--- SELECTED EXCERPT ---
+++++

Ok, thanks. This means the only thing I gain from fighter levels are the feats, proficiencies,  the d12 HD instead of d8, and access to the fighters skills, right?

Here's the first draft. Got some money left to use and such, but should be most of the numbers down.

[sblock]
Crozixia, Female Trumpet Archon Fighter 5/5

Alignment: Lawfull Good
Type: Lawfull Good Outsider
Speed: 40 ft.
Fly: 40 ft. (Average)
Size: Medium
Space: 5 ft.
Reach: 5 ft.
Darkvision
Low-Light Vision

STR: 24 (+7) 16points + 4racial + 2enchantment
DEX: 10 (+0) 0points + 2racial
CON: 16 (+3) 10points
INT: 10 (+0) 0points + 2racial
WIS: 16 (+3) 6points + 2racial
CHA: 18 (+4) 8points + 2racial + level

HP: 4d12 + 12con

Initiative +4 ( 4improved initiative)

AC: 23 (10base + 8armor + 4natural + 1enchantment) / 10 / 23

Fortitude: 7 (4base + 3con)
Reflex: 4 (4base)
Will: 7 (4base + 3wis)
+4 racial against poisons.

Resistance: Electricity 10

Base Attack Bonus: +4

Attacks:
Trumpet: +13 (4base + 7str + 1focus + 1enchantment), 2d6+13 damage (10str + 1enchantment + 2specialisation), Threat 19-20/x2

Spells: 
As a cleric of level 6
Access to the Air, Destruction, Good, Law and War domain.

+++++

--- AVAILABLE DATA ---

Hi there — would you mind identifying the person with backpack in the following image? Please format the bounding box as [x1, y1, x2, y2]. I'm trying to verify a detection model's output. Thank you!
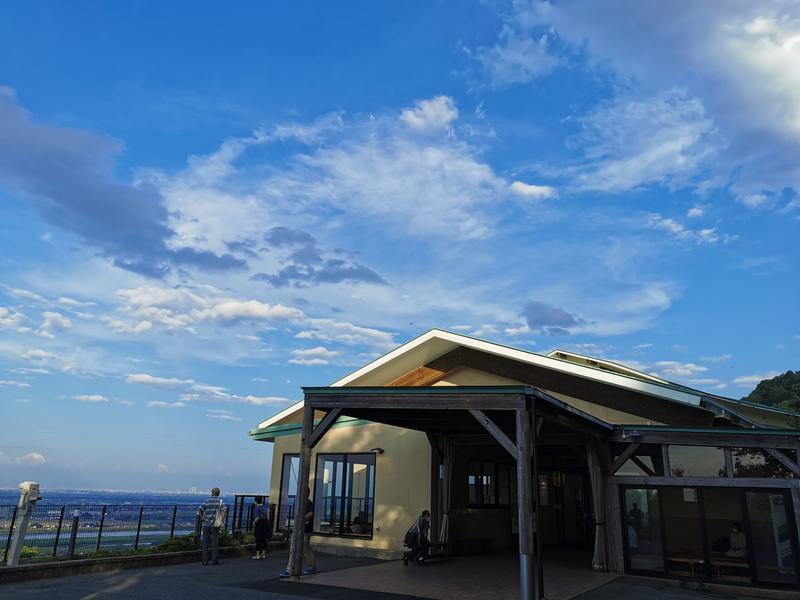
[197, 487, 228, 565]
[253, 496, 272, 559]
[403, 509, 431, 566]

+++++

--- STATED PROBLEM 1 ---
According to the forum post, what fly speed does Crozixia have?
--- STATED PROBLEM 2 ---
List every domain the forum post gives Crozixia access to.

--- EXERCISE RESPONSE 1 ---
40 ft. (Average)

--- EXERCISE RESPONSE 2 ---
Air, Destruction, Good, Law, War